§ **Lista de tareas**:
1: Reproduce el tramo del fragmento sobre el compositor que va desde "El compositor rompe" hasta "cultura de masas.", sustituyendo "piano" por "violín".
2: Indica si cada una de estas afirmaciones concuerda con el fragmento sobre el compositor, respondiendo sí o no y citando las palabras del fragmento que lo deciden: (a) la madre del compositor le enseñó piano antes de que entrara en los conservatorios; (b) el primer centenario de su muerte se celebra en 2024; (c) Madama Butterfly se estrenó antes que Manon Lescaut.
3: Escribe la continuación del fragmento sobre el compositor a partir de su última oración.

§ **Fragmento**:
━━━

El compositor rompe referencias en el núcleo ritual de una patria hecha de conjuros y promesas. Su arte solo sobrevive cuando es capaz de obviar sus apéndices gregarios. Su madre le enseña piano antes de pisar los conservatorios; le muestra la nota, no la bandera. Y quizá siguiendo este comienzo llega al estreno de Manon Lescaut, primero, y de Madama Butterfly, años después, sin haberse encastillado en la fortaleza identitaria. En este otoño climáticamente frágil de 2024, celebramos el primer centenario de su muerte sin despegarnos de melodías como 'Che gelida manina' de La Bohème, o  'Nessun dorma', de Turandot, piezas emancipadas de los escenarios y reimplantadas hoy en la cultura de masas.

━━━

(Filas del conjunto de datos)

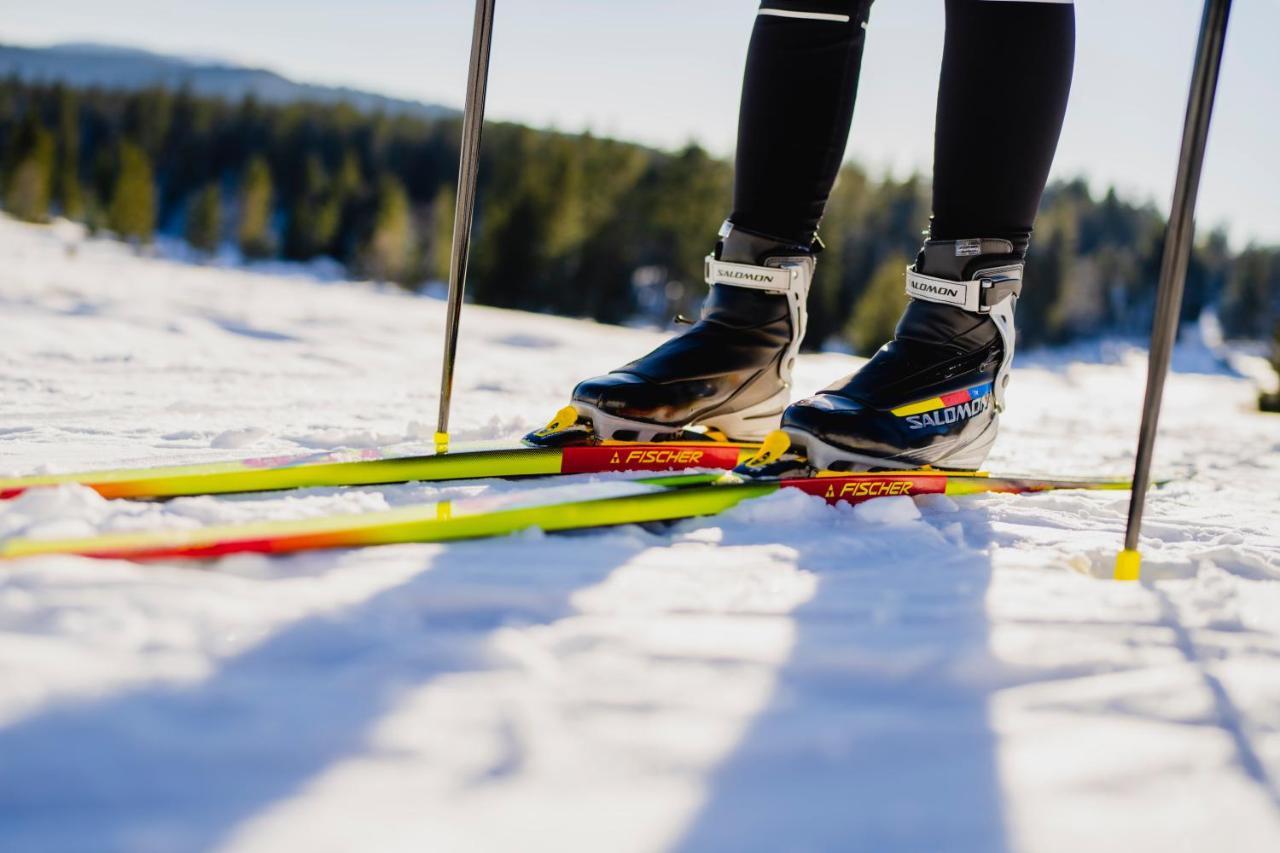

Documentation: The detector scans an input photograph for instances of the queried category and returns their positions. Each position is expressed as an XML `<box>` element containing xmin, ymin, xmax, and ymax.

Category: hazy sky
<box><xmin>0</xmin><ymin>0</ymin><xmax>1280</xmax><ymax>242</ymax></box>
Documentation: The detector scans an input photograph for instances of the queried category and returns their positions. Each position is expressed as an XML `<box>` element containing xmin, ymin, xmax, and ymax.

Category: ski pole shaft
<box><xmin>435</xmin><ymin>0</ymin><xmax>495</xmax><ymax>452</ymax></box>
<box><xmin>1115</xmin><ymin>0</ymin><xmax>1231</xmax><ymax>580</ymax></box>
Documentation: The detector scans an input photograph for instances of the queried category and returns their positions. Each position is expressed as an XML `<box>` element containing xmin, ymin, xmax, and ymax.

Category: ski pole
<box><xmin>1115</xmin><ymin>0</ymin><xmax>1231</xmax><ymax>580</ymax></box>
<box><xmin>435</xmin><ymin>0</ymin><xmax>494</xmax><ymax>453</ymax></box>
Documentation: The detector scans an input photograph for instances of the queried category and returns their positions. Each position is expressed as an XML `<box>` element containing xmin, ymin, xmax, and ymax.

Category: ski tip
<box><xmin>1115</xmin><ymin>548</ymin><xmax>1142</xmax><ymax>580</ymax></box>
<box><xmin>524</xmin><ymin>406</ymin><xmax>594</xmax><ymax>447</ymax></box>
<box><xmin>742</xmin><ymin>429</ymin><xmax>791</xmax><ymax>467</ymax></box>
<box><xmin>732</xmin><ymin>429</ymin><xmax>813</xmax><ymax>482</ymax></box>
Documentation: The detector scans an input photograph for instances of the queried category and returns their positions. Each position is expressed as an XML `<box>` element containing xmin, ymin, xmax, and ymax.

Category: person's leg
<box><xmin>730</xmin><ymin>0</ymin><xmax>870</xmax><ymax>246</ymax></box>
<box><xmin>929</xmin><ymin>0</ymin><xmax>1075</xmax><ymax>255</ymax></box>
<box><xmin>782</xmin><ymin>0</ymin><xmax>1075</xmax><ymax>469</ymax></box>
<box><xmin>526</xmin><ymin>0</ymin><xmax>870</xmax><ymax>444</ymax></box>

━━━

§ **Respuestas por tarea**:
1:
El compositor rompe referencias en el núcleo ritual de una patria hecha de conjuros y promesas. Su arte solo sobrevive cuando es capaz de obviar sus apéndices gregarios. Su madre le enseña violín antes de pisar los conservatorios; le muestra la nota, no la bandera. Y quizá siguiendo este comienzo llega al estreno de Manon Lescaut, primero, y de Madama Butterfly, años después, sin haberse encastillado en la fortaleza identitaria. En este otoño climáticamente frágil de 2024, celebramos el primer centenario de su muerte sin despegarnos de melodías como 'Che gelida manina' de La Bohème, o  'Nessun dorma', de Turandot, piezas emancipadas de los escenarios y reimplantadas hoy en la cultura de masas.

2:
(a) Sí: "Su madre le enseña piano antes de pisar los conservatorios".
(b) Sí: "En este otoño climáticamente frágil de 2024, celebramos el primer centenario de su muerte".
(c) No: "llega al estreno de Manon Lescaut, primero, y de Madama Butterfly, años después".

3:
Giacomo Puccini

Giacomo Puccini

Nacido en Lucca, en 1858, y fallecido en Bruselas en 1924, Puccini se niega a ser el sello cultural de una tierra común; no acepta convertirse en la fusión de las escuelas romana, veneciana, lombarda, boloñesa o napolitana. Evita el resumen, odia la metáfora político-cultural; es hijo de la Toscana, un dandi broncíneo con tocado de ala corta, un eterno paseante bajo alces y chopos, un enorme compositor, pero también un hijo dilecto de Dante, Foscolo, Leopardi o Petrarca. Centrifuga su arte en Europa y en América; rechaza el eclecticismo y la épica. Es contrario al denominador común de las italias musicales y poéticas animadas por Gandolfi. No comparte. Ama el perfume de las flores, el gorjeo de los pájaros y las mil canciones que expresan el dolor y la alegría de las gentes. Es universal frente a lo local; le interesan los paisajes de Torre de Lago, su espacio de fertilidad cercano a Florencia y su residencia levantada en la misma orilla del Viareggio, en la que arde un día el cuerpo yacente de Shelley.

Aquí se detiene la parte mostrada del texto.